§ **WHAT IS EXPECTED**: Format the lines of the listing below as a Markdown table with the columns Number and Content, starting with the line containing "the rooftop, each" and going on through the line containing "column 21, row 84", leaving out blank lines. Include only those lines.

§ **EXTRACTED MATERIAL**:
+---+

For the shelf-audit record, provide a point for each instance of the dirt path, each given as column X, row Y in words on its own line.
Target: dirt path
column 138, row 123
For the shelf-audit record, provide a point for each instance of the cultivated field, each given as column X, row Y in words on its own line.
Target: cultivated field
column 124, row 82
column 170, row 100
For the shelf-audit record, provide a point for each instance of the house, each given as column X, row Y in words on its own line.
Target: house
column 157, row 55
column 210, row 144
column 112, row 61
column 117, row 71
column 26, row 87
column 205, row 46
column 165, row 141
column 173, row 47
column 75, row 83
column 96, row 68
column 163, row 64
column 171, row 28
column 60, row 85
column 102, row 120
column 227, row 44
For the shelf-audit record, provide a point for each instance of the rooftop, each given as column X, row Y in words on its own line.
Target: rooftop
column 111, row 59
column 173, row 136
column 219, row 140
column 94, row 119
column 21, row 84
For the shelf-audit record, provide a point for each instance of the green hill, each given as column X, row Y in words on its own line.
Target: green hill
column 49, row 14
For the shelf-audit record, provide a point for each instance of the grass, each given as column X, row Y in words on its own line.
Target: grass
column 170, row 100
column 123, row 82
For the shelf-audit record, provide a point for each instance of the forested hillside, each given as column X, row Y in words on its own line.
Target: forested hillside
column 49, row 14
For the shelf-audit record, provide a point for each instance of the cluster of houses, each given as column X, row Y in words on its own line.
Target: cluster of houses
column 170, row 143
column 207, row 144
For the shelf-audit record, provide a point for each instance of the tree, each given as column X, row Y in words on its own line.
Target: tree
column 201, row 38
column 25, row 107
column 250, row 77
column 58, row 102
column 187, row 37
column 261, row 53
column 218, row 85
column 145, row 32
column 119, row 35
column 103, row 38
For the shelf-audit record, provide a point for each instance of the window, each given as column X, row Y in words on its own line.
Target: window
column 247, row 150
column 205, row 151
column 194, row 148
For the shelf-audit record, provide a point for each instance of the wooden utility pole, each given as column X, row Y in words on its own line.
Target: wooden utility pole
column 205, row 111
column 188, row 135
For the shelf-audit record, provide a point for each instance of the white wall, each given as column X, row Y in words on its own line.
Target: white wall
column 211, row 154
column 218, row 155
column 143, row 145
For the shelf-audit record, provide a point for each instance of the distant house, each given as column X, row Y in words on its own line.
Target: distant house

+---+

§ **FINISHED TASK**:
| Number | Content |
|---|---|
| 1 | For the shelf-audit record, provide a point for each instance of the rooftop, each given as column X, row Y in words on its own line. |
| 2 | Target: rooftop |
| 3 | column 111, row 59 |
| 4 | column 173, row 136 |
| 5 | column 219, row 140 |
| 6 | column 94, row 119 |
| 7 | column 21, row 84 |